▸ **Written request**:
Locate every line in the records below that contains the word "background", matching case exactly, and copy each such line.

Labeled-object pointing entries

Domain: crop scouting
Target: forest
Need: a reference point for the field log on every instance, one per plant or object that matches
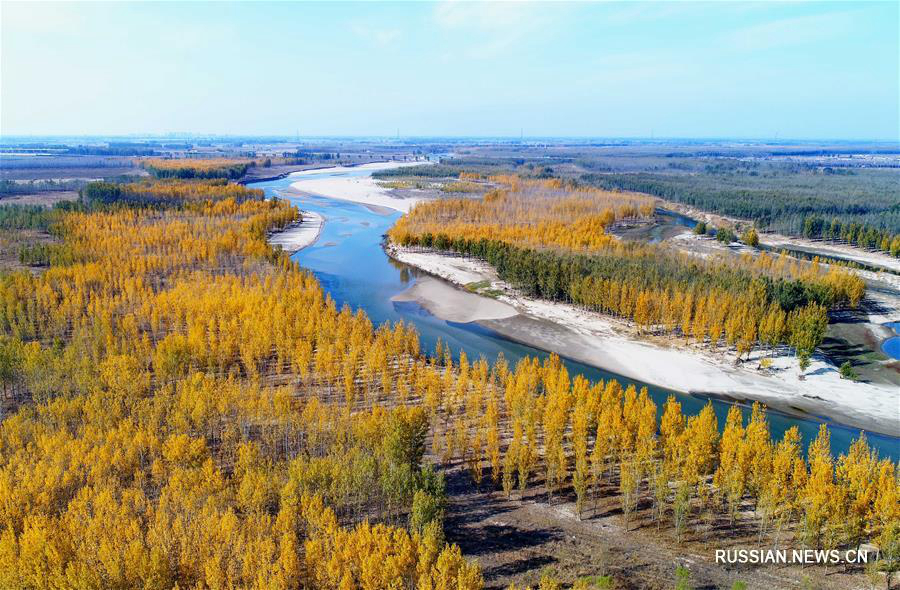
(184, 406)
(197, 168)
(857, 207)
(549, 241)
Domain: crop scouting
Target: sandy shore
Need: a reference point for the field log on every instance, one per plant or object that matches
(452, 304)
(611, 345)
(297, 236)
(354, 188)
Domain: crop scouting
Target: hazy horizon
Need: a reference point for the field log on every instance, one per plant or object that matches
(637, 71)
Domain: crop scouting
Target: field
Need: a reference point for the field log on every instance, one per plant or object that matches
(256, 432)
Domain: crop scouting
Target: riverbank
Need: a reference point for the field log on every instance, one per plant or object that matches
(612, 345)
(358, 189)
(297, 236)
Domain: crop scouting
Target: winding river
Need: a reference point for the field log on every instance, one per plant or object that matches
(350, 264)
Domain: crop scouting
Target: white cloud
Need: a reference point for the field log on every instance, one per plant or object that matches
(790, 31)
(379, 36)
(40, 17)
(490, 29)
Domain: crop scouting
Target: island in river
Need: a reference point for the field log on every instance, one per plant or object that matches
(589, 338)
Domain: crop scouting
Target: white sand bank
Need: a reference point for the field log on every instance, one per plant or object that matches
(359, 189)
(452, 304)
(609, 344)
(299, 235)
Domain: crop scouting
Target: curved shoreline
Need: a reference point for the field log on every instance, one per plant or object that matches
(600, 342)
(298, 235)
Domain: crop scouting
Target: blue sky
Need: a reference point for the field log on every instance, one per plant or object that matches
(678, 69)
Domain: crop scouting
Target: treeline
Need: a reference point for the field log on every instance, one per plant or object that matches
(857, 234)
(865, 207)
(433, 171)
(168, 193)
(197, 168)
(11, 187)
(539, 427)
(147, 452)
(527, 212)
(741, 306)
(189, 408)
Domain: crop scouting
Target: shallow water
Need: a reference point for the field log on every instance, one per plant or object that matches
(891, 346)
(350, 264)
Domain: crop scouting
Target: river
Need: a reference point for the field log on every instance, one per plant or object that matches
(349, 262)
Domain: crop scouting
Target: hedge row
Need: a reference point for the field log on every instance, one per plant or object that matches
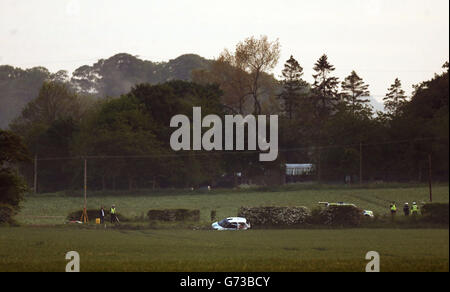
(288, 216)
(93, 214)
(436, 212)
(264, 216)
(173, 215)
(339, 216)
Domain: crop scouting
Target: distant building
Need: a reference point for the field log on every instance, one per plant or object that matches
(299, 172)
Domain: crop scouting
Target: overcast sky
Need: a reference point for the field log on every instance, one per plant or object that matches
(380, 39)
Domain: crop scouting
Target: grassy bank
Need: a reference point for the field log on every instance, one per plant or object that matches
(53, 208)
(44, 249)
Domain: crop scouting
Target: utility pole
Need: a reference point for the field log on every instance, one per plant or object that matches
(429, 177)
(35, 175)
(84, 216)
(360, 163)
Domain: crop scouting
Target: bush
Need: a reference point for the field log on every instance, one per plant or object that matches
(173, 215)
(6, 214)
(93, 214)
(281, 216)
(339, 216)
(436, 212)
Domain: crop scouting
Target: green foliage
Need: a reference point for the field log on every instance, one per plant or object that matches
(436, 212)
(6, 214)
(173, 215)
(275, 216)
(93, 214)
(12, 149)
(12, 186)
(339, 216)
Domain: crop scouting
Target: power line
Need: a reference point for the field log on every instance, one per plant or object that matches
(235, 152)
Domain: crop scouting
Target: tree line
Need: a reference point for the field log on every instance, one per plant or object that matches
(329, 123)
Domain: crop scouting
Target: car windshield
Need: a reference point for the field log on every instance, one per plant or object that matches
(226, 224)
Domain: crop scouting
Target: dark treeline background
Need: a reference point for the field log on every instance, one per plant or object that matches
(117, 113)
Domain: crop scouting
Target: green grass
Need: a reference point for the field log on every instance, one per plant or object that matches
(227, 203)
(44, 249)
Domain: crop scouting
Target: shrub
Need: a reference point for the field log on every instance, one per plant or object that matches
(281, 216)
(7, 213)
(172, 215)
(93, 214)
(436, 212)
(339, 216)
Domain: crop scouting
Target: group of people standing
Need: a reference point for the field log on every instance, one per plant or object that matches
(112, 212)
(407, 209)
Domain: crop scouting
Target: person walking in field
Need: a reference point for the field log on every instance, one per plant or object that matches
(415, 209)
(113, 214)
(406, 209)
(102, 215)
(393, 210)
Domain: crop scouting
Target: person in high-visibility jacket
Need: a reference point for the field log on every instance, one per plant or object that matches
(415, 209)
(113, 214)
(393, 210)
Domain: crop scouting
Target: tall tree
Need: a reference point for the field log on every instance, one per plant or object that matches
(355, 92)
(324, 87)
(256, 57)
(12, 186)
(293, 86)
(395, 98)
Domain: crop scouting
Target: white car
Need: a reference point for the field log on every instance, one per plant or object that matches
(232, 223)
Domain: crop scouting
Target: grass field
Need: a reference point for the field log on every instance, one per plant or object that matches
(44, 249)
(36, 209)
(42, 240)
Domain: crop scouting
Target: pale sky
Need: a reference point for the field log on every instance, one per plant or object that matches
(380, 39)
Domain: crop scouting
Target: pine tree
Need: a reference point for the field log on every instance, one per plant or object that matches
(395, 98)
(325, 86)
(293, 86)
(355, 92)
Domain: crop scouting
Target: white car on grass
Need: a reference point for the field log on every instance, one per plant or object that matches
(232, 223)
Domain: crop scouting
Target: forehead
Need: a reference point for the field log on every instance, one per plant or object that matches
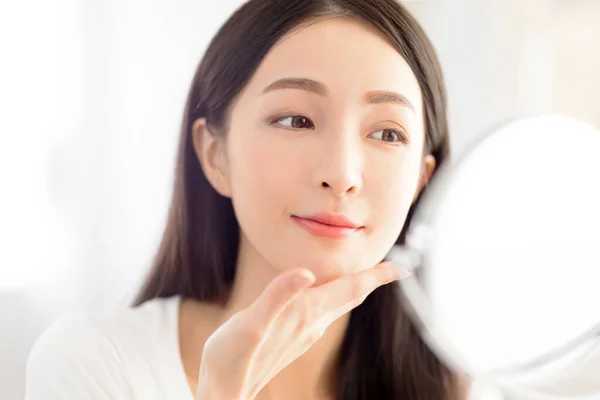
(349, 56)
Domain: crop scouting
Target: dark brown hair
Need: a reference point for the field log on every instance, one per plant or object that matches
(382, 356)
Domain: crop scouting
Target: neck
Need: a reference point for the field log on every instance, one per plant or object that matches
(312, 375)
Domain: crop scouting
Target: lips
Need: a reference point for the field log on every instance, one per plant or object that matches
(333, 226)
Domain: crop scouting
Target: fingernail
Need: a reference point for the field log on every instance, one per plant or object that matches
(402, 273)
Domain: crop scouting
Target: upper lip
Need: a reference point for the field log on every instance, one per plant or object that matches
(333, 220)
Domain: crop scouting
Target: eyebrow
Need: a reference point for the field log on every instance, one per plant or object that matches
(309, 85)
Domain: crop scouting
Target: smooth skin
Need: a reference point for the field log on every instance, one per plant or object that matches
(332, 121)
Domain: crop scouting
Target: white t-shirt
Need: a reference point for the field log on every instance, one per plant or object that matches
(125, 354)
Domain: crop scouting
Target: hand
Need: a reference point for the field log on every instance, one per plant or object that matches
(255, 344)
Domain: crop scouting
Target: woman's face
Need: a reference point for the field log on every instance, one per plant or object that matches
(329, 128)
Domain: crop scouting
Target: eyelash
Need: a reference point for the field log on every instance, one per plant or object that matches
(402, 136)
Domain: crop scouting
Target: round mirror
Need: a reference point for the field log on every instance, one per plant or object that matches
(506, 248)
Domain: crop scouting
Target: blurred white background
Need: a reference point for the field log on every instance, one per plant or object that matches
(91, 98)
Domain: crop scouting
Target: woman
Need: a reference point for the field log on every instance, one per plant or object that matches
(310, 129)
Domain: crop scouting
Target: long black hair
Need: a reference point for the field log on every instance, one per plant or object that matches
(382, 355)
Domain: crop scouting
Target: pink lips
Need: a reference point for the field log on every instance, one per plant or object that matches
(327, 225)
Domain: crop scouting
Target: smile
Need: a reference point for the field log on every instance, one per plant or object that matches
(327, 225)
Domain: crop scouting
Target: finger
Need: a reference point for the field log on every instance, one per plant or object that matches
(280, 292)
(353, 289)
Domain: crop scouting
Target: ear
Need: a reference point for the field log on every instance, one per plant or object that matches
(212, 153)
(427, 168)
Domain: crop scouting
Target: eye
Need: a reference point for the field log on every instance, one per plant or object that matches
(390, 136)
(295, 122)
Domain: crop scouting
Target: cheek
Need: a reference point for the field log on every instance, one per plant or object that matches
(390, 191)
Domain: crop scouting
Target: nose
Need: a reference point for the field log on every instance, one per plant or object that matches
(340, 165)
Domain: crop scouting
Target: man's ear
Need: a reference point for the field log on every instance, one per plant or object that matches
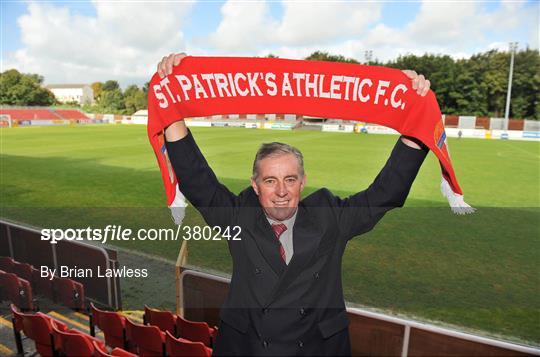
(254, 185)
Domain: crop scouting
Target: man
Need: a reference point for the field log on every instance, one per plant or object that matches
(285, 296)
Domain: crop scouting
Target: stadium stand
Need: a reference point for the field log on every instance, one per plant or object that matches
(43, 285)
(145, 340)
(165, 320)
(182, 347)
(180, 327)
(71, 114)
(69, 293)
(99, 351)
(195, 331)
(113, 326)
(73, 342)
(23, 270)
(6, 264)
(43, 114)
(16, 290)
(19, 284)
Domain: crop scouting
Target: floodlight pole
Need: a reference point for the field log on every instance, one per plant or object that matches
(513, 47)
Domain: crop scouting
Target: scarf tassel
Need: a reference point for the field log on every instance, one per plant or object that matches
(456, 202)
(178, 207)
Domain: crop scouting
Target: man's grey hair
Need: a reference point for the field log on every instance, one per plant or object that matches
(276, 149)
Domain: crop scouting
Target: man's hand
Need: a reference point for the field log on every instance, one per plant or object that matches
(176, 130)
(420, 83)
(167, 63)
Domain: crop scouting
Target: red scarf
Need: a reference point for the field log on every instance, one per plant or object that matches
(205, 86)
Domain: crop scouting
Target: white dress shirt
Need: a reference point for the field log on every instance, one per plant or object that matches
(286, 237)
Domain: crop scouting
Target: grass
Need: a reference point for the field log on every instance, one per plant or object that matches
(480, 272)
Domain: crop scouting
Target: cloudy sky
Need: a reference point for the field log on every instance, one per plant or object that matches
(88, 41)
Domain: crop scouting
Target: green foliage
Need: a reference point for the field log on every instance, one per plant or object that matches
(134, 99)
(325, 56)
(478, 85)
(97, 88)
(23, 89)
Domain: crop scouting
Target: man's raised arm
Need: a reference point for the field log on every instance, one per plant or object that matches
(196, 180)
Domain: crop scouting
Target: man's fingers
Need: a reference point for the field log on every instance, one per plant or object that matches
(426, 88)
(169, 63)
(161, 67)
(410, 73)
(178, 58)
(420, 84)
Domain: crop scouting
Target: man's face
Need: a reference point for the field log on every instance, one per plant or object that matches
(279, 185)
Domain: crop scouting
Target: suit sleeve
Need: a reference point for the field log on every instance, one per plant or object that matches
(199, 184)
(360, 212)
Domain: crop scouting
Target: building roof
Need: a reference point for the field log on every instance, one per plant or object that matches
(53, 86)
(142, 113)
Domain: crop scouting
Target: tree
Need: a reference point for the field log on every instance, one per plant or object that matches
(97, 88)
(325, 56)
(23, 89)
(134, 99)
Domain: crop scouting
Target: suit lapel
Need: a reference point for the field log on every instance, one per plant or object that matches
(262, 234)
(306, 238)
(269, 244)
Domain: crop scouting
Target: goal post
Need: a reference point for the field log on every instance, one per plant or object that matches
(5, 121)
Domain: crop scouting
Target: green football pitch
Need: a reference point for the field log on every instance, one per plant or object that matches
(480, 272)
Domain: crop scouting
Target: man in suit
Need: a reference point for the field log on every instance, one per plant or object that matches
(285, 296)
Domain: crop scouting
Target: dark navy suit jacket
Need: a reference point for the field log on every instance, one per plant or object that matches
(297, 309)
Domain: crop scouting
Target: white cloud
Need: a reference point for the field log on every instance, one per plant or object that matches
(124, 41)
(459, 29)
(249, 26)
(243, 28)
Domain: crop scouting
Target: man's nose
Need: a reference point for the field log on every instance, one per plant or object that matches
(281, 189)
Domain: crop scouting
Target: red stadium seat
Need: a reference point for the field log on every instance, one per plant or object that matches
(113, 326)
(42, 285)
(6, 264)
(38, 328)
(100, 351)
(17, 290)
(95, 316)
(70, 293)
(146, 340)
(165, 320)
(74, 343)
(183, 347)
(195, 331)
(22, 270)
(17, 323)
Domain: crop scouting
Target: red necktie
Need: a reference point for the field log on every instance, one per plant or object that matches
(279, 228)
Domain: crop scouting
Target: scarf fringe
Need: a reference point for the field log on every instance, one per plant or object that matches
(178, 207)
(457, 204)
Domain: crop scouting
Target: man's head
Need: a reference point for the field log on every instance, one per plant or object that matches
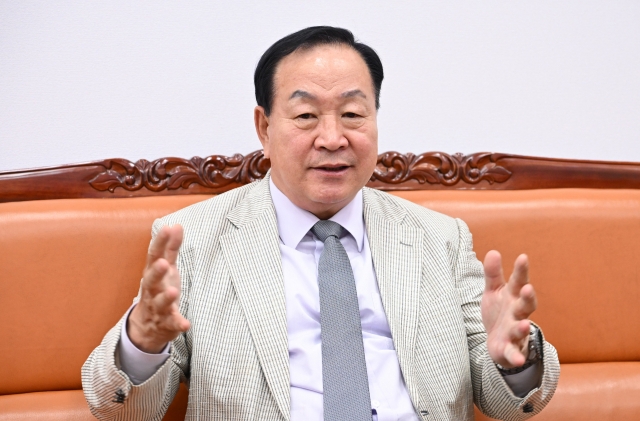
(318, 94)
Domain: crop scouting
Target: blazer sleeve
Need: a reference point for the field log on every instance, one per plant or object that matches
(108, 390)
(491, 394)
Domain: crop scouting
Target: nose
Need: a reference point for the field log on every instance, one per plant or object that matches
(331, 134)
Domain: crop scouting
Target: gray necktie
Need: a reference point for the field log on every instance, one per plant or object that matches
(344, 369)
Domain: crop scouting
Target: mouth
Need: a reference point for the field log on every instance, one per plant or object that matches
(332, 169)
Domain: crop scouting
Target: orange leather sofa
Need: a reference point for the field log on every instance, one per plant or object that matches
(69, 269)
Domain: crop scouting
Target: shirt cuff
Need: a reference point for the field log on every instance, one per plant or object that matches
(524, 382)
(136, 364)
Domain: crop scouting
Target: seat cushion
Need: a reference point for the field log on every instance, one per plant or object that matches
(68, 405)
(583, 246)
(594, 391)
(70, 269)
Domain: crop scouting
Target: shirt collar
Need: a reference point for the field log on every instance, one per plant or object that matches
(294, 223)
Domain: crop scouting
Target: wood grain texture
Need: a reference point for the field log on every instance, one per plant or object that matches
(112, 178)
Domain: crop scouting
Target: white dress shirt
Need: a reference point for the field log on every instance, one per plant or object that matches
(300, 251)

▸ **Solution to this exercise**:
Target: dark treeline background
Target: blurred white background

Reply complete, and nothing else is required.